REQUIRED WORK:
1) In the YouTube scraping thread, what tool does mrxra suggest using instead of requests?
2) Continue the YouTube scraping thread from the point where it ends.

TEXT SHOWN:

The data that I am seeking in the source code is within this script:

<script nonce="601b9hyYx1NEaPf0pQewqA">
    var ytInitialPlayerResponse = 
    {
        ...
        "videoDetails":
        {
            "videoId":"NiXD4xVJM5Y", ...
        },
        ...
        "clipConfig":
        {
            "postId": ... ,"startTimeMs":"0","endTimeMs":"15000"
        }
    }
futium
  • 90
  • 1
  • 9
  • Can you give us the full traceback on one of these errors? – SimonUnderwood May 10 '23 at 22:20
  • It's JSON. Why don't you just use `json.loads` to convert it to a Python structure instead of hacking the string contents? – Tim Roberts May 10 '23 at 22:32
  • @TimRoberts would I still use requests.get().content to obtain the source code and then use json.loads on it or would json.loads avoid this? – futium May 10 '23 at 22:41
  • `json.loads` merely helps you interpret the results you get back. It doesn't change the way you fetch the results. – Tim Roberts May 10 '23 at 22:46
  • could you please tell us what `str(self.r.content)` contains when error happens? Also, could you check what `self.r.status_code` value is when error happens? – Muhammad Nizami May 10 '23 at 23:14
  • it also would be nice if you can tell us the list of links on which this error happens. – Muhammad Nizami May 10 '23 at 23:22
  • ...it appears to me you are trying to scrape the youtube website? with the provided URL your code _always_ produces an index out of range exception on my side...and the string you are using to split() doesn't appear at all in what I receive from youtube...I can only assume there is some vital javascript that doesn't get executed which loads the expected content.... – mrxra May 10 '23 at 23:27
  • @mrxra the data I am trying to get is within a script which has a bunch of data. If this is within JavaScript, is there a way to way for this to load first? Or a better way to access this? – futium May 10 '23 at 23:48
  • ...hmm...yes, javascript. youtube requires the client to accept the tracker cookies, then then reloads the page...which requests of course cannot handle. you could use selenium webdriver i guess. – mrxra May 11 '23 at 00:10

1 Answers1

1

download chromedriver matching your version of chrome ( https://chromedriver.chromium.org/downloads). unzip the file. change the path_to_chromedriver in the following script...which accepts the cookie policy, waits for the page to be fully loaded and THEN parses the page content (your code/split logic):

import re
from selenium import webdriver
from selenium.webdriver.common.by import By
from selenium.common.exceptions import TimeoutException
from selenium.webdriver.support.ui import WebDriverWait
from selenium.webdriver.support import expected_conditions as EC

path_to_chromedriver="chromedriver/chromedriver"

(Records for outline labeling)
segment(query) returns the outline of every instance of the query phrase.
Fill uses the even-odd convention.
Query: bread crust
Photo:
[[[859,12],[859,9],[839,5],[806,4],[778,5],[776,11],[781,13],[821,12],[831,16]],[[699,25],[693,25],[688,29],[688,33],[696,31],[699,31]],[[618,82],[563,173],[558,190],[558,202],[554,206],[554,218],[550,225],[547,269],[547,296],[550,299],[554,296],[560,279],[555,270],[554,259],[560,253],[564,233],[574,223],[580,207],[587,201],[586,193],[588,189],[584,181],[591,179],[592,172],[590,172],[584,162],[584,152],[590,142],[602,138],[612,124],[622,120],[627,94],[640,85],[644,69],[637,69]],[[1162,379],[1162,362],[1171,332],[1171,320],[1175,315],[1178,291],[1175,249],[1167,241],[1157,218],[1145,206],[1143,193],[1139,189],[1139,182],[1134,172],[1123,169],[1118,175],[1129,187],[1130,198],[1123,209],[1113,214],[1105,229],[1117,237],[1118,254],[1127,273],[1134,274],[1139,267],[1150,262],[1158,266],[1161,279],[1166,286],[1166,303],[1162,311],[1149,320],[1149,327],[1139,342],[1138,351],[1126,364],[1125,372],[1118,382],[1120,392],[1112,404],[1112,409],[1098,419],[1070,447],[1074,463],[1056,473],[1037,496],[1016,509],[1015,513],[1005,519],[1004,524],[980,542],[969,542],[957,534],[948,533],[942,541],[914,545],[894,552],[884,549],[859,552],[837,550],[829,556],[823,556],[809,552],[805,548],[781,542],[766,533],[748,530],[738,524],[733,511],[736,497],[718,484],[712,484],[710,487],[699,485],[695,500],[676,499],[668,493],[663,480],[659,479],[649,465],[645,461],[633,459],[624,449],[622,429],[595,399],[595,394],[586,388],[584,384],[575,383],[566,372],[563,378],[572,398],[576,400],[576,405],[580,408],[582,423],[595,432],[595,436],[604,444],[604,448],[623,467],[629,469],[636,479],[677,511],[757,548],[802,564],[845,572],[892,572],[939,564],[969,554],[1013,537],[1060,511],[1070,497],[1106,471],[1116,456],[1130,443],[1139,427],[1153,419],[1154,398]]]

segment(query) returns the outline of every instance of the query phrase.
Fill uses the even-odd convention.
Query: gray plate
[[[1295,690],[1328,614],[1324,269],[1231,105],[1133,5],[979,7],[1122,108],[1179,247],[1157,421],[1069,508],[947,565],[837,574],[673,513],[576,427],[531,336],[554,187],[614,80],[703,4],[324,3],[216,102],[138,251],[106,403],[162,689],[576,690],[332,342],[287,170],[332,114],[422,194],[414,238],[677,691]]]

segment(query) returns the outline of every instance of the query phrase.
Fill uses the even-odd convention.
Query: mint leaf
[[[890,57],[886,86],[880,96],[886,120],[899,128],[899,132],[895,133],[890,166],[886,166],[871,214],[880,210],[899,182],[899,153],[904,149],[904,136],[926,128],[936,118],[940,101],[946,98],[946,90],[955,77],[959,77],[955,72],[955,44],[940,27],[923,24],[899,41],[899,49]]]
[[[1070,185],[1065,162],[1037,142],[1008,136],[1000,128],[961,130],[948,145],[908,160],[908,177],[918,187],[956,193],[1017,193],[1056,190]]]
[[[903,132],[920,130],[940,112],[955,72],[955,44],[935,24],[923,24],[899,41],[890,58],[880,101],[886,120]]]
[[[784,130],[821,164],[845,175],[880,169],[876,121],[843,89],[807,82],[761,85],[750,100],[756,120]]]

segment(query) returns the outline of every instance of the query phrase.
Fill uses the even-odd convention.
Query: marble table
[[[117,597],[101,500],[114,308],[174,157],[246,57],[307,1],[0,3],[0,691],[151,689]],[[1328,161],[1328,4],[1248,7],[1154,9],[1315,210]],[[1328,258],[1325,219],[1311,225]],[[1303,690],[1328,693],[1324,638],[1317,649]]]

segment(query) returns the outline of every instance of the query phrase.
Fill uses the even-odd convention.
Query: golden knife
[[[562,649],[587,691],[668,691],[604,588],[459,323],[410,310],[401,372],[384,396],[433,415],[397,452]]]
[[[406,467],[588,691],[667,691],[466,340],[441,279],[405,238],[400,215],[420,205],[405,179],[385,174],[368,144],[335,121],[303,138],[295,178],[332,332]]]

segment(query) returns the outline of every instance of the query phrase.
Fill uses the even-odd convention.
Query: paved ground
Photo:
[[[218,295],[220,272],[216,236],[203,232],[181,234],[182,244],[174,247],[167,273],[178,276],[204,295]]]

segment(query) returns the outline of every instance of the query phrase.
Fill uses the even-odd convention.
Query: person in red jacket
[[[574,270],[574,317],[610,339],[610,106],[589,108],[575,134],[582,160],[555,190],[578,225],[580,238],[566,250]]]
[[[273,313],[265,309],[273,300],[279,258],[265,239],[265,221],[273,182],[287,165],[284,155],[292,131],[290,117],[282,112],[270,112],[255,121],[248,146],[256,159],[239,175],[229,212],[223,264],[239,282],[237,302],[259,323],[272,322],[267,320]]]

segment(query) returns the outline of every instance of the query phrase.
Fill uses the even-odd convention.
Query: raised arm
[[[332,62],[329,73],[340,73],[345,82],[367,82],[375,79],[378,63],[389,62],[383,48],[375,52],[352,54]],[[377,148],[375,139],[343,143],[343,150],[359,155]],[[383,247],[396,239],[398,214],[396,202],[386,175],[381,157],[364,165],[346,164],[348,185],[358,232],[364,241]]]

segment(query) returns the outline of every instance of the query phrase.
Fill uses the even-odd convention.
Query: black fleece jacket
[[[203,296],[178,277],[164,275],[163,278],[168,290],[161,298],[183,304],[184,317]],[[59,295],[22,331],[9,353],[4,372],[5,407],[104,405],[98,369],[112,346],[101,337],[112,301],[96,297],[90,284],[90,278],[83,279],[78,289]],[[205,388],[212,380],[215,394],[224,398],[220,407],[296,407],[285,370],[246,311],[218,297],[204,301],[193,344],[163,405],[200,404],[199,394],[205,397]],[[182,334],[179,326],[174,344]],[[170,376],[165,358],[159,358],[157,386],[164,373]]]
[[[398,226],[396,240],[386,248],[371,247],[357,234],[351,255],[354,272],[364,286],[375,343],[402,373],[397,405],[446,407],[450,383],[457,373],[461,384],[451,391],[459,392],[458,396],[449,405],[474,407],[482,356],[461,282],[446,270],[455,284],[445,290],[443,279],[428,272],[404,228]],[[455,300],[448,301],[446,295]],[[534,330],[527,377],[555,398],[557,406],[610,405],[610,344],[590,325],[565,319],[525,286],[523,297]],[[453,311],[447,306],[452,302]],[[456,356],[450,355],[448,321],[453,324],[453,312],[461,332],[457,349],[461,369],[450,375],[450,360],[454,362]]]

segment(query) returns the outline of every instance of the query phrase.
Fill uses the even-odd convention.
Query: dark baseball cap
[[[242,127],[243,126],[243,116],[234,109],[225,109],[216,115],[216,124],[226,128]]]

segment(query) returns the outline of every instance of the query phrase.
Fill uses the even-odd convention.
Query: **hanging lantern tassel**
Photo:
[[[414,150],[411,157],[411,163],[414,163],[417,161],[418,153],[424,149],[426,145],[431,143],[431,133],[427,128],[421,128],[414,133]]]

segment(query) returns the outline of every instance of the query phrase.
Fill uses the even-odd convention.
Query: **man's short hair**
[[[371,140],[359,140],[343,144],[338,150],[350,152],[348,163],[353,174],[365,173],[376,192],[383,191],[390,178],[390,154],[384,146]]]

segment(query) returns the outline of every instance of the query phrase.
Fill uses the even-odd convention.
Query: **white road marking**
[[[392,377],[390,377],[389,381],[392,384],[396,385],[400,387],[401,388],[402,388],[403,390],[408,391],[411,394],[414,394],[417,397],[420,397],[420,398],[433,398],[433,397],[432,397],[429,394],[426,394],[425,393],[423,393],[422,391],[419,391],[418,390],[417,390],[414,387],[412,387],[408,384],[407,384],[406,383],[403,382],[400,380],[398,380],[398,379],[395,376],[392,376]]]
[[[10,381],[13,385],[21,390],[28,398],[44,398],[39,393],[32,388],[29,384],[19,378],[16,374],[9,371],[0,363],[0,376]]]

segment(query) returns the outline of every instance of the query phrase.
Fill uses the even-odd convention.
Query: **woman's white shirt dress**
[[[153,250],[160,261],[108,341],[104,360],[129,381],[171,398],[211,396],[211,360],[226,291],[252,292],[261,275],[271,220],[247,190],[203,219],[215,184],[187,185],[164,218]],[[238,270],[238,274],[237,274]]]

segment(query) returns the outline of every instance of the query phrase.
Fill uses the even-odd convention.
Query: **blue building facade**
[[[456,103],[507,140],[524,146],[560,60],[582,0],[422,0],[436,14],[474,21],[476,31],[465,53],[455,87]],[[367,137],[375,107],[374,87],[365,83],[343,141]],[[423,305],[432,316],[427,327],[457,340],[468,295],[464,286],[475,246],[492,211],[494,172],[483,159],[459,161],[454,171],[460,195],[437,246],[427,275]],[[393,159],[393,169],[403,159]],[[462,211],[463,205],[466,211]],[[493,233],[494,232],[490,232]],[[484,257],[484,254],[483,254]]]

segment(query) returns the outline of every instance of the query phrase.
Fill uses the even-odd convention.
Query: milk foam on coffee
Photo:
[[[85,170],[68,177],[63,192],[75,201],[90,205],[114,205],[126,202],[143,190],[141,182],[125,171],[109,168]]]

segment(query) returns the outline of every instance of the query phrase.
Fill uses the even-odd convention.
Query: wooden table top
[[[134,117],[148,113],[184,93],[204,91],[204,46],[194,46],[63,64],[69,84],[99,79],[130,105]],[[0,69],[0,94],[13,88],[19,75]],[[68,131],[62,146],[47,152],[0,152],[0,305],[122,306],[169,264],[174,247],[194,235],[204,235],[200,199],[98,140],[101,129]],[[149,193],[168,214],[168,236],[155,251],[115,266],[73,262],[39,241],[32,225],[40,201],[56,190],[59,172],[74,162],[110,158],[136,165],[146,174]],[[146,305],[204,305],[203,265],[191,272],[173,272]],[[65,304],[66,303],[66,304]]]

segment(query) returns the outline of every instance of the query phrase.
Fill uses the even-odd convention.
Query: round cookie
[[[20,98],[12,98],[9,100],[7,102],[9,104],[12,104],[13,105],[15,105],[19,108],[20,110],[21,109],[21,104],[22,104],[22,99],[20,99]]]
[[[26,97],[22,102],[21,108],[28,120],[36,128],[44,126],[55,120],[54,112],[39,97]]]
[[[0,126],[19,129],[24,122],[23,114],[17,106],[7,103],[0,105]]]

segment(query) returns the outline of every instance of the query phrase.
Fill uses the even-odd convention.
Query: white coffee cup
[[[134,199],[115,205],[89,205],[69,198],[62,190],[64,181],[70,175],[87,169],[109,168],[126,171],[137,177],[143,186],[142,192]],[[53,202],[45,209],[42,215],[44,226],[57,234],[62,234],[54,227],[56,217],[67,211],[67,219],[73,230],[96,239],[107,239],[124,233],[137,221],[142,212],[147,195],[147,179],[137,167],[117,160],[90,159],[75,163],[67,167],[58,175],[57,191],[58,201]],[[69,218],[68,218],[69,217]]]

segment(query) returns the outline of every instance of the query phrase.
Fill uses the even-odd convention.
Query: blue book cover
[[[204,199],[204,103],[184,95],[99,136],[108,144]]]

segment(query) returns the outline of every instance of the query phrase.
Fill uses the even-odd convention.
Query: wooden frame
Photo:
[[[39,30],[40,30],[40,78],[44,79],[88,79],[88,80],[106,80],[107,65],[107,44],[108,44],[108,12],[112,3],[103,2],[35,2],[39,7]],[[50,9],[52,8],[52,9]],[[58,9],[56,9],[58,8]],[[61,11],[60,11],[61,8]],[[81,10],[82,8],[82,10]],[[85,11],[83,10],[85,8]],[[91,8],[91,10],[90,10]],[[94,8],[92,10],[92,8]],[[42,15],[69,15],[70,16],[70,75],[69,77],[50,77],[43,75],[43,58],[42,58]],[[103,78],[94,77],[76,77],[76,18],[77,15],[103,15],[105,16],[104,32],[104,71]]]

RESULTS BY TASK:
1) Selenium WebDriver.

2)
video_url = 'https://www.youtube.com/clip/UgkxU2HSeGL_NvmDJ-nQJrlLwllwMDBdGZFs'

options = webdriver.ChromeOptions()
options.add_argument('--ignore-certificate-errors')
options.add_argument("--test-type")
driver = webdriver.Chrome(executable_path=path_to_chromedriver, options=options)

driver.get(video_url)

# find "accept all" button and submit...
b = [b for b in driver.find_elements(by=By.TAG_NAME, value="button") if b.accessible_name and b.accessible_name.lower() == 'accept all'][0]
b.submit()

# https://stackoverflow.com/a/26567563/12693728: wait for page to be loaded. retrieving video id sometimes fails...suppose because of async resources are not being loaded in a deterministic order/time...assume that when the video container is ready, the page is fully loaded...
timeout = 3
try:
    element_present = EC.presence_of_element_located((By.CLASS_NAME, 'html5-video-container '))
    WebDriverWait(driver, timeout).until(element_present)
except TimeoutException:
    print("Timed out waiting for page to load")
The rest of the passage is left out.